(Data items)
:::::
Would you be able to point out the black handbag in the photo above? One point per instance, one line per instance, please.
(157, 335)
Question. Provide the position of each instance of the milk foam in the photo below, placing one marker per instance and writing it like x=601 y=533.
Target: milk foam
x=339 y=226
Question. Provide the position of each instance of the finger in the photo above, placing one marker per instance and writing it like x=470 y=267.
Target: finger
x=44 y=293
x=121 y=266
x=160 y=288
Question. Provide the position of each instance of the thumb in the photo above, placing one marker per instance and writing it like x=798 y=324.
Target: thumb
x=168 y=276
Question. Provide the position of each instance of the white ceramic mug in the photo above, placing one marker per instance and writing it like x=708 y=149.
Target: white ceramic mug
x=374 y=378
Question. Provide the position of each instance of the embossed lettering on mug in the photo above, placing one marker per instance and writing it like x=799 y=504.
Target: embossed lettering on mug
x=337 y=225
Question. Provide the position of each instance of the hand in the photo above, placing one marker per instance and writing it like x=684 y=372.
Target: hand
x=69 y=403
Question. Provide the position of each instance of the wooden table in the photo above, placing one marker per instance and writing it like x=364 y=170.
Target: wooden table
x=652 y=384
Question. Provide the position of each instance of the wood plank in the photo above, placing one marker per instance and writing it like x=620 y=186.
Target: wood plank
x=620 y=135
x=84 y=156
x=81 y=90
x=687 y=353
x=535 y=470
:::::
TASK PROMPT
The answer is the line containing "Target: embossed lettering on mug" together with every line after it in the records, repeated exactly and with nothing else.

YOUR RESPONSE
Target: embossed lettering on mug
x=337 y=225
Question. Provide the position of each instance of the hand in the photo above, placing one marker per instance and writing it like x=684 y=372.
Target: hand
x=69 y=403
Question. Provide the position of each instance of the wooden table in the photo above, placing one marker per instance and writing it like x=364 y=170.
Target: wooden table
x=652 y=384
Question. Provide the position of each instance of the wood plank in the photo above, placing one marker per instance and writing it like x=620 y=186.
Target: wood plank
x=620 y=135
x=84 y=156
x=81 y=90
x=687 y=353
x=535 y=470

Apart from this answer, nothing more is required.